(Phrase grounding data)
-*-*-
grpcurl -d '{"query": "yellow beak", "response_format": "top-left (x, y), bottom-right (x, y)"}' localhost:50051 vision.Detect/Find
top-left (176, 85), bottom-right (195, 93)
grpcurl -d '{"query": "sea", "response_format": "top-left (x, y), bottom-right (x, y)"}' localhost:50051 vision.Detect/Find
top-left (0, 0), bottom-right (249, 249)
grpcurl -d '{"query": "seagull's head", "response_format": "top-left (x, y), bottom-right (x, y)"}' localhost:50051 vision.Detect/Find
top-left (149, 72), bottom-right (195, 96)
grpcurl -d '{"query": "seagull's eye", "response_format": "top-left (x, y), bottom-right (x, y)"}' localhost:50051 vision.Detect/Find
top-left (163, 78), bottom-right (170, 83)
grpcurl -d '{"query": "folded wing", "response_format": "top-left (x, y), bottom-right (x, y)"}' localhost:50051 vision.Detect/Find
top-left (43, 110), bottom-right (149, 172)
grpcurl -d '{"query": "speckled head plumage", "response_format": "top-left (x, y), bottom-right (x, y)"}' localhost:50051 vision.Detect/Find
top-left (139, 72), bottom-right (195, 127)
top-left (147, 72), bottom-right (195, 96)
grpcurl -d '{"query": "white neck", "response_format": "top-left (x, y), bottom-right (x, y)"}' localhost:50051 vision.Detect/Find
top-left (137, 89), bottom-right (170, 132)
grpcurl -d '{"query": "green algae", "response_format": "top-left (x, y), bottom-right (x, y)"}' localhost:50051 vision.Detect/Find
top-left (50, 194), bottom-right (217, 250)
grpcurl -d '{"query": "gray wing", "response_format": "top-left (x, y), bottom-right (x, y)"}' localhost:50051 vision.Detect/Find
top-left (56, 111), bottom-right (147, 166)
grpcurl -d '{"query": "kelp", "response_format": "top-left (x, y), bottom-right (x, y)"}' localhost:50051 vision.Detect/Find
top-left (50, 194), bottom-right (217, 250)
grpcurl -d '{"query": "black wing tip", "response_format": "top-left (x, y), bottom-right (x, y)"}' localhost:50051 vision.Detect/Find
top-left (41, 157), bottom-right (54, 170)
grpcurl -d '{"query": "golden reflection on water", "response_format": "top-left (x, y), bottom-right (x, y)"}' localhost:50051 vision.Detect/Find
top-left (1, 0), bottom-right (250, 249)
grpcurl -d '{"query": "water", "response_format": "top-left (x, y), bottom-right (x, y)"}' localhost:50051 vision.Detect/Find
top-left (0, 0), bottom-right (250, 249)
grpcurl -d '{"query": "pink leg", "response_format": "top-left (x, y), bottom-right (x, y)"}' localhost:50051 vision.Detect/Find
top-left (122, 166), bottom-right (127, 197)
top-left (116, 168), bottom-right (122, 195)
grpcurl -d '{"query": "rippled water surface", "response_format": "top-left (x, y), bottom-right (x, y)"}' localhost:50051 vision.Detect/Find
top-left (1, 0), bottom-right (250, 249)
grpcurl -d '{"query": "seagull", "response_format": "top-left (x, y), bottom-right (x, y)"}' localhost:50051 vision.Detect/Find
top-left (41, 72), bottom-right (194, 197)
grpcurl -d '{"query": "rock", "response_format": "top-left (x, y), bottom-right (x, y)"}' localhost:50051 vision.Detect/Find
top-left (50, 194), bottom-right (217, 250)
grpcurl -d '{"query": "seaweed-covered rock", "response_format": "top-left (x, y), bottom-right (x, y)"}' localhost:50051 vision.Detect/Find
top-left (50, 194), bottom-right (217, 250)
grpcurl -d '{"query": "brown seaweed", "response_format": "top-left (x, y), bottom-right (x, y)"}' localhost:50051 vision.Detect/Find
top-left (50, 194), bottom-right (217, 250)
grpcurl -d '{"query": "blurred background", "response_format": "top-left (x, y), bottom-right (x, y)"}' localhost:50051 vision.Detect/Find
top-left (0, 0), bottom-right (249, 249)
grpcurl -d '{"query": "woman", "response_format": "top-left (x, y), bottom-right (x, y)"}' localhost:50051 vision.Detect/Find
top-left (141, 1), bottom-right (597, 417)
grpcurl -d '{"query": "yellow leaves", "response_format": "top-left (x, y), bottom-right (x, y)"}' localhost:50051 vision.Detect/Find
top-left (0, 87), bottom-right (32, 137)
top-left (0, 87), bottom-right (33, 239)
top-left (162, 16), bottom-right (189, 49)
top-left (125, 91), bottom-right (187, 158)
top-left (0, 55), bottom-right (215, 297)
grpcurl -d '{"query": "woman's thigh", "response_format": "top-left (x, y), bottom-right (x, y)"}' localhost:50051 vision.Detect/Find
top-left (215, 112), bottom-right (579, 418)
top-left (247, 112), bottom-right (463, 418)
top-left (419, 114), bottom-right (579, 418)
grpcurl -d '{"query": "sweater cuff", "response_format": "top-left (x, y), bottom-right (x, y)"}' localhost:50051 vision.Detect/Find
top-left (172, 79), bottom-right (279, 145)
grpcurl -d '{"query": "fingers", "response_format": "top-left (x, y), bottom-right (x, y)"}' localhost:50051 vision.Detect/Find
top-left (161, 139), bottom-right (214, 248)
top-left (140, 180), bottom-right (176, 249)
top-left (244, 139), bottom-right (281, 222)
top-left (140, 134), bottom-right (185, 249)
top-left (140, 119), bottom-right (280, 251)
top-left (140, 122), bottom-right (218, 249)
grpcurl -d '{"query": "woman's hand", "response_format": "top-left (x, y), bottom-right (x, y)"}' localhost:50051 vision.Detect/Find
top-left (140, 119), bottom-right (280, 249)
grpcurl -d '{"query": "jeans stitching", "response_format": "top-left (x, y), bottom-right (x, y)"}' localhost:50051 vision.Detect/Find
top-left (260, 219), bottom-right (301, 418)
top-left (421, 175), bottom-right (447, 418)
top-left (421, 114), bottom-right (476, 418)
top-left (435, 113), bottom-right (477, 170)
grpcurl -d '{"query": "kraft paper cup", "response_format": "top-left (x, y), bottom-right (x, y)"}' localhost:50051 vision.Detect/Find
-*-*-
§ Problem details: Return each entry exactly. Leave none out.

§ Response to the task:
grpcurl -d '{"query": "yellow beak", "response_format": "top-left (x, y), bottom-right (x, y)"}' localhost:50051 vision.Detect/Find
top-left (176, 85), bottom-right (195, 93)
grpcurl -d '{"query": "sea", "response_format": "top-left (x, y), bottom-right (x, y)"}' localhost:50051 vision.Detect/Find
top-left (0, 0), bottom-right (249, 249)
grpcurl -d '{"query": "seagull's head", "response_format": "top-left (x, y), bottom-right (x, y)"}' localhost:50051 vision.Detect/Find
top-left (149, 72), bottom-right (195, 96)
grpcurl -d '{"query": "seagull's eye", "response_format": "top-left (x, y), bottom-right (x, y)"}' localhost:50051 vision.Detect/Find
top-left (163, 78), bottom-right (170, 83)
grpcurl -d '{"query": "folded wing", "response_format": "top-left (x, y), bottom-right (x, y)"}' localhost:50051 vision.Detect/Find
top-left (43, 110), bottom-right (149, 172)
grpcurl -d '{"query": "speckled head plumage", "response_format": "top-left (x, y), bottom-right (x, y)"}' localhost:50051 vision.Detect/Find
top-left (139, 72), bottom-right (195, 127)
top-left (147, 72), bottom-right (195, 96)
grpcurl -d '{"query": "white neck", "response_format": "top-left (x, y), bottom-right (x, y)"}' localhost:50051 vision.Detect/Find
top-left (137, 89), bottom-right (170, 132)
grpcurl -d '{"query": "green algae", "response_format": "top-left (x, y), bottom-right (x, y)"}' localhost:50051 vision.Detect/Find
top-left (50, 194), bottom-right (217, 250)
grpcurl -d '{"query": "gray wing", "response_format": "top-left (x, y), bottom-right (x, y)"}' localhost:50051 vision.Detect/Find
top-left (56, 111), bottom-right (147, 166)
grpcurl -d '{"query": "kelp", "response_format": "top-left (x, y), bottom-right (x, y)"}' localhost:50051 vision.Detect/Find
top-left (50, 194), bottom-right (217, 250)
grpcurl -d '{"query": "black wing tip", "response_format": "top-left (x, y), bottom-right (x, y)"}' localhost:50051 vision.Detect/Find
top-left (41, 157), bottom-right (54, 170)
grpcurl -d '{"query": "golden reflection on water", "response_format": "top-left (x, y), bottom-right (x, y)"}' localhost:50051 vision.Detect/Find
top-left (1, 0), bottom-right (250, 249)
grpcurl -d '{"query": "water", "response_format": "top-left (x, y), bottom-right (x, y)"}' localhost:50051 vision.Detect/Find
top-left (0, 0), bottom-right (250, 249)
grpcurl -d '{"query": "pink leg", "response_format": "top-left (x, y), bottom-right (x, y)"}' localhost:50051 vision.Detect/Find
top-left (122, 166), bottom-right (127, 197)
top-left (116, 168), bottom-right (122, 195)
grpcurl -d '{"query": "rippled water surface", "response_format": "top-left (x, y), bottom-right (x, y)"}' localhost:50051 vision.Detect/Find
top-left (1, 0), bottom-right (250, 249)
grpcurl -d '{"query": "seagull", "response_format": "top-left (x, y), bottom-right (x, y)"}' localhost:50051 vision.Detect/Find
top-left (41, 72), bottom-right (194, 197)
grpcurl -d '{"query": "rock", "response_format": "top-left (x, y), bottom-right (x, y)"}' localhost:50051 vision.Detect/Find
top-left (50, 194), bottom-right (217, 250)
grpcurl -d '{"query": "seaweed-covered rock", "response_format": "top-left (x, y), bottom-right (x, y)"}' localhost:50051 vision.Detect/Find
top-left (50, 194), bottom-right (217, 250)
grpcurl -d '{"query": "brown seaweed", "response_format": "top-left (x, y), bottom-right (x, y)"}' localhost:50051 vision.Detect/Find
top-left (50, 194), bottom-right (217, 250)
grpcurl -d '{"query": "blurred background", "response_format": "top-left (x, y), bottom-right (x, y)"}' localhost:50051 vision.Detect/Find
top-left (0, 0), bottom-right (249, 249)
grpcurl -d '{"query": "woman", "response_format": "top-left (x, y), bottom-right (x, y)"}' localhost:50051 vision.Detect/Find
top-left (141, 1), bottom-right (597, 417)
grpcurl -d '{"query": "yellow leaves", "response_format": "top-left (x, y), bottom-right (x, y)"}' localhost:50051 vision.Detect/Find
top-left (0, 87), bottom-right (32, 137)
top-left (0, 87), bottom-right (33, 239)
top-left (162, 16), bottom-right (189, 49)
top-left (125, 91), bottom-right (187, 158)
top-left (0, 55), bottom-right (215, 297)
grpcurl -d '{"query": "woman's thigh", "response_format": "top-left (x, y), bottom-right (x, y)"}' localhost:50051 vision.Detect/Find
top-left (215, 112), bottom-right (579, 418)
top-left (247, 112), bottom-right (463, 418)
top-left (419, 114), bottom-right (579, 418)
grpcurl -d '{"query": "sweater cuff", "response_format": "top-left (x, y), bottom-right (x, y)"}' localhost:50051 vision.Detect/Find
top-left (172, 79), bottom-right (279, 145)
grpcurl -d '{"query": "fingers", "response_format": "top-left (x, y), bottom-right (x, y)"}' localhost:50051 vision.Detect/Find
top-left (161, 139), bottom-right (214, 248)
top-left (140, 180), bottom-right (176, 249)
top-left (244, 139), bottom-right (281, 222)
top-left (140, 134), bottom-right (185, 249)
top-left (140, 119), bottom-right (280, 251)
top-left (140, 122), bottom-right (218, 249)
grpcurl -d '{"query": "woman's hand", "response_format": "top-left (x, y), bottom-right (x, y)"}' localhost:50051 vision.Detect/Find
top-left (140, 119), bottom-right (280, 249)
grpcurl -d '{"query": "jeans stitching", "response_format": "top-left (x, y), bottom-right (x, y)"}' localhost:50051 vision.Detect/Find
top-left (260, 219), bottom-right (301, 418)
top-left (421, 175), bottom-right (447, 418)
top-left (421, 114), bottom-right (476, 418)
top-left (435, 113), bottom-right (477, 170)
grpcurl -d '{"query": "kraft paper cup", "response_format": "top-left (x, y), bottom-right (x, y)"}' localhost:50051 vision.Detect/Find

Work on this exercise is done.